◆ What is needed ◆
The records that follow should be copied in full, exactly as they read.
======== Records for processing ========
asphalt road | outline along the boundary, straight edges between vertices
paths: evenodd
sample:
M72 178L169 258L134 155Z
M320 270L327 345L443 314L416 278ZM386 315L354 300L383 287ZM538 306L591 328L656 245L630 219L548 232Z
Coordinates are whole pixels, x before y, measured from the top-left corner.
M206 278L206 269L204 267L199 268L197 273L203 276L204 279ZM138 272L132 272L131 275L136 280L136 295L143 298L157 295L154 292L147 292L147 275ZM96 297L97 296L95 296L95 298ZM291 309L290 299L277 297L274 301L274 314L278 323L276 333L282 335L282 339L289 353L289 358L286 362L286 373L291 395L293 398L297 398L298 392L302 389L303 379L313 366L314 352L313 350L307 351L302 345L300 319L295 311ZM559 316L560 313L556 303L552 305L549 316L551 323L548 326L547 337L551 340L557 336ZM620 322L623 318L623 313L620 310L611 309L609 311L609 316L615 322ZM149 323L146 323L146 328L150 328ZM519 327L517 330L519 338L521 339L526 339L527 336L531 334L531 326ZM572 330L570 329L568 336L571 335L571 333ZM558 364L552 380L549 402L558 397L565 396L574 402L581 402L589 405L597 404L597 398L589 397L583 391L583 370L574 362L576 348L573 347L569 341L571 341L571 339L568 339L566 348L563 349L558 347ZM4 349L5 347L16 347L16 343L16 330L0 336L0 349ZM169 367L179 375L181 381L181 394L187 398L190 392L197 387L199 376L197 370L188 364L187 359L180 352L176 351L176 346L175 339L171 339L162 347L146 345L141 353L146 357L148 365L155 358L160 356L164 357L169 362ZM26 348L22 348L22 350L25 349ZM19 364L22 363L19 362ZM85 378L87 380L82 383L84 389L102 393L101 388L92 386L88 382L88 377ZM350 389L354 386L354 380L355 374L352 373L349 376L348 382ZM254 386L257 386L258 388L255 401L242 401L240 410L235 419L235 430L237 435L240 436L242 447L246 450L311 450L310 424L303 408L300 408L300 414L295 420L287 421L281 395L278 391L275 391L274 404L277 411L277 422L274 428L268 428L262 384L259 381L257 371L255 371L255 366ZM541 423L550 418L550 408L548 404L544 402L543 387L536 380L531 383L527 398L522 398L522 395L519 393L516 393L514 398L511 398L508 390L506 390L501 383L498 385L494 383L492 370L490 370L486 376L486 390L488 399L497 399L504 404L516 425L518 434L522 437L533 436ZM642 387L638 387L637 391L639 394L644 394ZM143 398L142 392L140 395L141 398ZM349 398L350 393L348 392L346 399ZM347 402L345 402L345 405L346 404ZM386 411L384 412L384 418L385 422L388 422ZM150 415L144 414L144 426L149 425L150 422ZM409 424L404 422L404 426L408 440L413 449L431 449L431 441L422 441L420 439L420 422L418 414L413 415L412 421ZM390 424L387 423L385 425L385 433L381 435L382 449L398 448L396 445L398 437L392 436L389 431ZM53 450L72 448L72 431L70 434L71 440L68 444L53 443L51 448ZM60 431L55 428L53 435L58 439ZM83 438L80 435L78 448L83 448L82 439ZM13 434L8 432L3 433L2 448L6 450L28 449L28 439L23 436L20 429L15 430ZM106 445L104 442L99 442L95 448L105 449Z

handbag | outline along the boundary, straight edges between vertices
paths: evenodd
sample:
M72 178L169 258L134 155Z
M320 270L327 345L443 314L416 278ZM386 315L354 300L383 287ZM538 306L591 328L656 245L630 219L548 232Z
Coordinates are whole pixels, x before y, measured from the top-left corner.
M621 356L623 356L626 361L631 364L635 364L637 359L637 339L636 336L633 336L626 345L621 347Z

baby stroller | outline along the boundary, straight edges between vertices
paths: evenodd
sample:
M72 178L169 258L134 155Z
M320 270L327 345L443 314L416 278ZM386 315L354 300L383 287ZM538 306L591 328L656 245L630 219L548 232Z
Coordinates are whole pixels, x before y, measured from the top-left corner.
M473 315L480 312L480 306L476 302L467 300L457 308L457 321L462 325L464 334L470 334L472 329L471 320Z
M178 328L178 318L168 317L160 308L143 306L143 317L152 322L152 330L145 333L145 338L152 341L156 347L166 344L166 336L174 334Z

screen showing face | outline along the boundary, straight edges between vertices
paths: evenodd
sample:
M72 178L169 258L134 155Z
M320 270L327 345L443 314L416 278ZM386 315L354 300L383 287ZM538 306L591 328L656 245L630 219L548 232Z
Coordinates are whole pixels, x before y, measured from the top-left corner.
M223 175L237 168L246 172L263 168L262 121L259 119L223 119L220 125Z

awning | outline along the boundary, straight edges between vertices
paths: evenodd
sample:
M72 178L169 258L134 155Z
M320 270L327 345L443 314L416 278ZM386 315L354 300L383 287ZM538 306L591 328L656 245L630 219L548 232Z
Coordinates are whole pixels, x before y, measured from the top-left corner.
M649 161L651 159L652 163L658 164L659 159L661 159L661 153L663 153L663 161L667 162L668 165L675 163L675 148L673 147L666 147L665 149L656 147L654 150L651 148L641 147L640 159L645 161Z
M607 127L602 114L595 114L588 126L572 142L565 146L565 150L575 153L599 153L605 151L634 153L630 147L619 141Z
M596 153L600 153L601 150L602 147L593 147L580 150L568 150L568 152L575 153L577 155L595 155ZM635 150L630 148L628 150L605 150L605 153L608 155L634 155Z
========
◆ Solution for this problem ◆
asphalt road | outline along the boundary, straight edges between vertices
paths: evenodd
sample:
M72 178L169 258L134 155Z
M320 270L327 345L443 314L416 278ZM386 315L354 300L383 287ZM538 306L591 328L656 245L630 219L548 232Z
Coordinates are whole pixels, x before y, measured from the top-left corner.
M206 278L206 269L204 267L199 268L197 273L203 276L204 279ZM138 272L132 272L131 275L136 280L136 295L143 298L157 295L154 292L147 292L147 275ZM96 297L97 296L95 296L95 298ZM291 309L290 299L277 297L274 301L274 314L278 323L276 333L282 335L282 339L289 353L289 358L286 362L286 373L291 395L293 398L297 398L298 392L302 389L303 379L313 366L314 352L313 350L307 351L302 345L300 319L295 311ZM559 316L560 313L556 303L552 305L549 316L551 323L548 326L547 337L551 340L557 336ZM620 322L623 318L623 313L620 310L611 309L609 311L609 316L615 322ZM149 323L146 323L146 328L150 328ZM519 327L517 330L519 338L521 339L526 339L527 336L531 334L531 326ZM572 330L570 329L568 336L571 335L571 333ZM558 364L552 380L549 402L558 397L565 396L574 402L581 402L589 405L597 404L597 398L589 397L583 391L583 370L574 362L576 348L573 347L569 341L571 341L571 339L568 339L566 348L563 349L558 347ZM4 349L5 347L16 347L16 343L16 330L0 336L0 349ZM169 367L179 375L181 381L181 394L187 398L190 392L197 387L199 376L197 370L188 364L187 359L180 352L176 351L176 346L175 339L171 339L162 347L146 345L141 353L146 357L148 365L155 358L160 356L164 357L169 362ZM26 348L22 348L22 350L25 349ZM19 364L22 363L19 362ZM85 378L87 380L82 383L84 389L102 393L101 388L92 386L88 382L88 377ZM350 389L354 386L354 380L355 374L352 373L349 376L348 382ZM254 386L257 386L258 388L255 401L242 401L240 410L235 419L235 430L237 435L240 436L242 447L246 450L311 450L310 424L303 408L300 408L300 414L295 420L287 421L281 395L278 391L275 391L274 404L277 411L277 422L274 428L268 428L262 384L259 381L257 371L255 371L255 366ZM541 423L550 418L550 408L548 404L544 402L543 387L536 380L531 383L527 398L522 398L522 395L519 393L516 393L514 398L511 398L508 390L506 390L501 383L498 385L494 383L492 370L490 370L486 376L486 390L488 399L497 399L504 404L516 425L518 434L522 437L533 436ZM642 387L638 387L637 391L639 394L644 394ZM143 398L142 392L140 395L141 398ZM349 398L350 393L348 392L346 399ZM347 402L345 402L345 405L346 404ZM386 411L384 412L384 418L385 422L388 422ZM150 415L144 414L144 426L149 425L150 422ZM409 424L404 422L404 426L408 440L413 449L431 449L431 441L422 441L420 439L420 422L418 414L413 415L412 421ZM390 424L387 423L385 425L385 433L381 435L382 449L398 448L396 445L398 437L392 436L389 431ZM53 450L72 448L72 431L70 434L71 440L68 444L53 443L51 448ZM60 431L55 428L53 435L58 439ZM83 438L80 435L78 448L83 448L82 439ZM13 434L8 432L3 433L2 448L6 450L28 449L28 439L23 436L20 429L15 430ZM106 445L104 442L99 442L95 448L105 449Z

handbag | outline along the boundary, straight edges between vertices
paths: evenodd
sample:
M72 178L169 258L134 155Z
M320 270L327 345L443 314L416 278ZM386 315L354 300L383 287ZM538 306L591 328L656 245L630 219L548 232Z
Coordinates are whole pixels, x before y, measured from the top-left corner.
M621 356L623 356L626 361L631 364L635 364L637 359L637 339L636 336L633 336L626 345L621 347Z

baby stroller | outline along the boundary, straight edges between vertices
paths: evenodd
sample:
M72 178L169 258L134 155Z
M320 270L327 345L443 314L416 278ZM386 315L354 300L383 287ZM538 306L591 328L656 245L630 219L548 232Z
Coordinates are whole pixels, x before y, measured from the top-left corner.
M473 315L480 312L480 306L476 302L467 300L457 308L457 321L462 325L464 334L470 334L472 329L471 320Z
M178 328L178 318L168 317L160 308L143 306L143 317L152 322L152 330L145 333L145 338L152 341L156 347L166 344L166 336L174 334Z

screen showing face | outline along the boundary, straight edges between vertices
paths: evenodd
sample:
M72 178L169 258L134 155Z
M320 270L327 345L443 314L416 278ZM386 315L354 300L383 287ZM538 306L591 328L656 245L630 219L548 232Z
Coordinates are whole pixels, x before y, measured from the top-left corner.
M223 175L237 168L246 172L263 168L262 121L259 119L223 119L220 125Z

awning | outline along the boundary, straight edges between vertices
paths: evenodd
sample:
M72 178L169 258L134 155Z
M320 270L327 345L443 314L416 278ZM386 315L354 300L383 287ZM538 306L591 328L656 245L630 219L548 232Z
Coordinates are whole pixels, x before y, measured from the top-left corner.
M649 161L651 159L652 163L658 164L659 159L661 159L661 153L663 153L663 161L667 162L668 165L675 163L675 148L673 147L666 147L665 149L656 147L654 150L651 148L641 147L640 159L645 161Z
M607 127L602 114L595 114L588 126L572 142L565 146L565 150L575 153L599 153L605 151L634 153L630 147L619 141Z
M596 153L600 153L601 150L602 147L593 147L580 150L568 150L568 152L575 153L577 155L595 155ZM635 150L630 148L628 150L605 150L605 153L608 155L634 155Z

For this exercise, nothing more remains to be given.